• _Brano di riferimento_
══════════

Innovazione sempre e comunque? Una riflessione
Siamo sicuri che novità significhi necessariamente miglioria? E poi la novità in questione, è innovativa nel senso pieno del termine o semplicemente è lo spreco di una risorsa all’avanguardia per portare avanti vecchie logiche?
Se lo sono chiesto gli esperti della Stanford Social Innovation Review ed in realtà, da molto ce lo chiediamo anche noi.
Partiamo da quella che è considerata l’innovazione per eccellenza: gli OGM. Vengono proposti dalla Monsanto come unico mezzo per produrre tanto, a basso costo e nutrire tutti (esseri umani ed animali da allevamento). Quello che si sta osservando però è che gli animali nutriti con mangimi OGM ed a base di glifosato, le cosiddette coltivazioni RoundUp Ready, presentano caratteristiche fisiche incredibili: tumori, senza contare la mastite nelle mucche da latte, ascessi al fegato e torsione dello stomaco, gli animali deformi, incapaci di muoversi, presentano anomalie fisiche talmente gravi da sfociare in fenomeni macabri come l’auto-cannibalismo. (Per conoscere altri dati al riguardo, qui).
Non sappiamo ancora quali saranno gli effetti a lungo termine sul corpo umano. Ingeriamo continuamente cibi, più o meno complessi, che contengono tracce di OGM, o che sono stati nutriti con vegetali di questo tipo, e siamo certi che questo non influirà sul nostro DNA? I progressi nel campo scientifico hanno mostrato che gli organismi possono condividere i loro geni, ma, contrariamente a quello che si pensava fino a pochi anni fa, questo scambio può avvenire anche tra specie diverse.
Dal punto di vista economico, l’utilizzo di sementi brevettate sta causando non pochi problemi ai paesi produttori, a partire dai coltivatori di cotone indiani che hanno avuto ingenti perdite, alle monocolture spinte, fino ad arrivare alla scoperta che i frutti provenienti da piante OGM, danno sementi sterili (provate ad interrare i semi dei pomodori che comprate al banco frutta, forse germoglieranno, ma sicuramente non spunterà nessun pomodoro).
Cosa succede in una realtà come l’Italia, ricchissima dal punto di vista enogastronomico ed ambientalistico? In che modo si applica l’idea di innovare, cercando però di salvaguardare l’aspetto della ecosostenibilità e quello della salubrità di un cibo?

══════════

• _Dati forniti_
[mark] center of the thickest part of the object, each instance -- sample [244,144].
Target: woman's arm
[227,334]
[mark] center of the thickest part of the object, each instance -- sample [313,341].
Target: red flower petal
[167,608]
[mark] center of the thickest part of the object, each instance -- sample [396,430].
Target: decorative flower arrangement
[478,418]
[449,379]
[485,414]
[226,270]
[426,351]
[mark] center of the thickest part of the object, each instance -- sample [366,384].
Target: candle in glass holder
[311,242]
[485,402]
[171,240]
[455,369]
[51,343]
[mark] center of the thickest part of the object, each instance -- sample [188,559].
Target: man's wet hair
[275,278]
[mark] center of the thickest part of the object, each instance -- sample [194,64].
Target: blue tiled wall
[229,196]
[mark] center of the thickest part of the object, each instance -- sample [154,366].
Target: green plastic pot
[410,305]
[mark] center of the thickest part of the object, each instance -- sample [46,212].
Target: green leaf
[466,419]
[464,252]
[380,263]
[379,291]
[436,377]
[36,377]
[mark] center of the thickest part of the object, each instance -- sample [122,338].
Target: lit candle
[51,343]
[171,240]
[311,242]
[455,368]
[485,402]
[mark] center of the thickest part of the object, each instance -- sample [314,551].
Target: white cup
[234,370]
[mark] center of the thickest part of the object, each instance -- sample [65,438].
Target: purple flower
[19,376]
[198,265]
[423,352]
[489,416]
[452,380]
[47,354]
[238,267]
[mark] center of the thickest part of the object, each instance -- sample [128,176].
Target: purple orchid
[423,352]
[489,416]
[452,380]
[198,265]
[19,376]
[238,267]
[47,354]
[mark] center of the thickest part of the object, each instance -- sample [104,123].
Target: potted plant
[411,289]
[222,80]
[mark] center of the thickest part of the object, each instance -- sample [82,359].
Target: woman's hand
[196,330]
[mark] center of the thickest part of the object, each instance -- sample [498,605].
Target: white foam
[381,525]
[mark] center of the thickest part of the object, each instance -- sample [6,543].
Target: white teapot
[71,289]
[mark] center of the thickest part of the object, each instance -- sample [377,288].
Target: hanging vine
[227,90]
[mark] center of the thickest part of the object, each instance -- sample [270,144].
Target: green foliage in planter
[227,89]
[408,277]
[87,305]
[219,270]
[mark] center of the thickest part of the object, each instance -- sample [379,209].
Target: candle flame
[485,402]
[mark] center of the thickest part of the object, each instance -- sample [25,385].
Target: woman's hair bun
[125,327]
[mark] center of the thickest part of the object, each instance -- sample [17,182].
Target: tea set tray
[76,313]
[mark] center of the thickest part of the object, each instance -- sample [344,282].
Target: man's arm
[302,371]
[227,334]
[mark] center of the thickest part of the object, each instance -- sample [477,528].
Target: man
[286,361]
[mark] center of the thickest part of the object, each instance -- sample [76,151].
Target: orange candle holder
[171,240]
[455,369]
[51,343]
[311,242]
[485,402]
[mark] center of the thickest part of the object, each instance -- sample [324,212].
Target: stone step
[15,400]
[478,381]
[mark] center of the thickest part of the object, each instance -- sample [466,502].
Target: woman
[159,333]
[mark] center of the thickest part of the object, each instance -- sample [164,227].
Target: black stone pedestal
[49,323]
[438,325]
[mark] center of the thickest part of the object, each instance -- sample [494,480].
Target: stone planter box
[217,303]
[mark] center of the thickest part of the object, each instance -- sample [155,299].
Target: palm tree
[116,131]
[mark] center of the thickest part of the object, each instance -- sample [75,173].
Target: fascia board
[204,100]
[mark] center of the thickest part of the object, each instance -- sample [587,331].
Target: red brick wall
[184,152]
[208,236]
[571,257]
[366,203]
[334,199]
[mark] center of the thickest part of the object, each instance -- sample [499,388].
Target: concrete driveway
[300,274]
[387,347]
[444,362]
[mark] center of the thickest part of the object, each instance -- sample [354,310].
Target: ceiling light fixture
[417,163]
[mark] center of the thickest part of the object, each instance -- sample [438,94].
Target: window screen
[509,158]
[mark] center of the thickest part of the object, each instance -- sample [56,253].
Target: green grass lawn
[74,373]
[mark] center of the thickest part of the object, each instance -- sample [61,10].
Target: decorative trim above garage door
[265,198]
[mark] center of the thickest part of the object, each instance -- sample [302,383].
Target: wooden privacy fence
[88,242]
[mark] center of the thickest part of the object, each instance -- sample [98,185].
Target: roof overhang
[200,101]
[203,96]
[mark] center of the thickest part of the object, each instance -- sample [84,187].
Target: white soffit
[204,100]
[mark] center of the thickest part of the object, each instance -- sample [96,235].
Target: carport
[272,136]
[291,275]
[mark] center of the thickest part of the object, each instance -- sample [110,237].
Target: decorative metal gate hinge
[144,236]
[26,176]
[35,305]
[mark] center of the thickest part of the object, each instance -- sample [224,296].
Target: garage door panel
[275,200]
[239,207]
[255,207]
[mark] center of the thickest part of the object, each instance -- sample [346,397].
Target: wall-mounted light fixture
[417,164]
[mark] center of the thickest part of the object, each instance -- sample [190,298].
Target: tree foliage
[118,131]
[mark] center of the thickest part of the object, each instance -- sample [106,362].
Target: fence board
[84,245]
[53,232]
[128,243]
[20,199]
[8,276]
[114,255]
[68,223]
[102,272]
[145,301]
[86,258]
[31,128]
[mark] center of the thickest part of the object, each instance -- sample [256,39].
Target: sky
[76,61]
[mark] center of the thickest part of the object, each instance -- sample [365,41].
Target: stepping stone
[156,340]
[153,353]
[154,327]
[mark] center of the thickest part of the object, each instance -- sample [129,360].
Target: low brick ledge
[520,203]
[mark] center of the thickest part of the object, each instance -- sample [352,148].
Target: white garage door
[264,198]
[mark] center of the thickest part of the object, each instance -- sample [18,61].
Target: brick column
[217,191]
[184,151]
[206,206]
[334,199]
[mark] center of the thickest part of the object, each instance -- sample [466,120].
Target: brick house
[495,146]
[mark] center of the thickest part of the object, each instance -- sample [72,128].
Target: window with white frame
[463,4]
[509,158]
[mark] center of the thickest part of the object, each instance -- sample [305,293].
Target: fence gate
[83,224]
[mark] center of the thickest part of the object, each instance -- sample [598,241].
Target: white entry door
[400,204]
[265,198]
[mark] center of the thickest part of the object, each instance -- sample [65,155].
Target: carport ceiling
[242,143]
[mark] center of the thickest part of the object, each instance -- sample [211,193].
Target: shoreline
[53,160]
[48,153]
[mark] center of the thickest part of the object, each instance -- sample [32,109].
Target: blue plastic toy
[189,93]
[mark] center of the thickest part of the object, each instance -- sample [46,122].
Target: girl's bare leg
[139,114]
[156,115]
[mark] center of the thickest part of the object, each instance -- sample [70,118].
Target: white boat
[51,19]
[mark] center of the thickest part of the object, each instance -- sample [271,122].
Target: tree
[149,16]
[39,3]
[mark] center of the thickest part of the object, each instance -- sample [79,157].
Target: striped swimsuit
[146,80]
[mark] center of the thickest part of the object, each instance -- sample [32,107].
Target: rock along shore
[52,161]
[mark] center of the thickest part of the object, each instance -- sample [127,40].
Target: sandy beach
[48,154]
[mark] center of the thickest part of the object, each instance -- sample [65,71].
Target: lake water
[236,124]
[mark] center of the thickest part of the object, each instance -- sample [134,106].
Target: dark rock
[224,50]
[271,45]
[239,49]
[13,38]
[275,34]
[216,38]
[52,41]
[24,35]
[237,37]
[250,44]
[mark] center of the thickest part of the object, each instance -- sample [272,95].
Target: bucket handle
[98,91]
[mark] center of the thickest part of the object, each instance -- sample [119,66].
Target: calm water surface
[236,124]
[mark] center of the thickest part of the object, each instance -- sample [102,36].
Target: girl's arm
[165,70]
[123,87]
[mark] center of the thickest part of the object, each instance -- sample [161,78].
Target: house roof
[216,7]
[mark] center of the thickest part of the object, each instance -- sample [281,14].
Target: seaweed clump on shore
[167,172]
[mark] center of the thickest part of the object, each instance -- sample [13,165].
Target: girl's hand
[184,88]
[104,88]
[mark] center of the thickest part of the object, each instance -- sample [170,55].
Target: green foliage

══════════

• _Testo della consegna_
Trascrivi parola per parola il passo del brano sull'innovazione e sugli OGM che va da "Dal punto di vista economico, l’utilizzo" fino a "di un cibo?" incluso.

• _Soluzione esercizio_
Dal punto di vista economico, l’utilizzo di sementi brevettate sta causando non pochi problemi ai paesi produttori, a partire dai coltivatori di cotone indiani che hanno avuto ingenti perdite, alle monocolture spinte, fino ad arrivare alla scoperta che i frutti provenienti da piante OGM, danno sementi sterili (provate ad interrare i semi dei pomodori che comprate al banco frutta, forse germoglieranno, ma sicuramente non spunterà nessun pomodoro).
Cosa succede in una realtà come l’Italia, ricchissima dal punto di vista enogastronomico ed ambientalistico? In che modo si applica l’idea di innovare, cercando però di salvaguardare l’aspetto della ecosostenibilità e quello della salubrità di un cibo?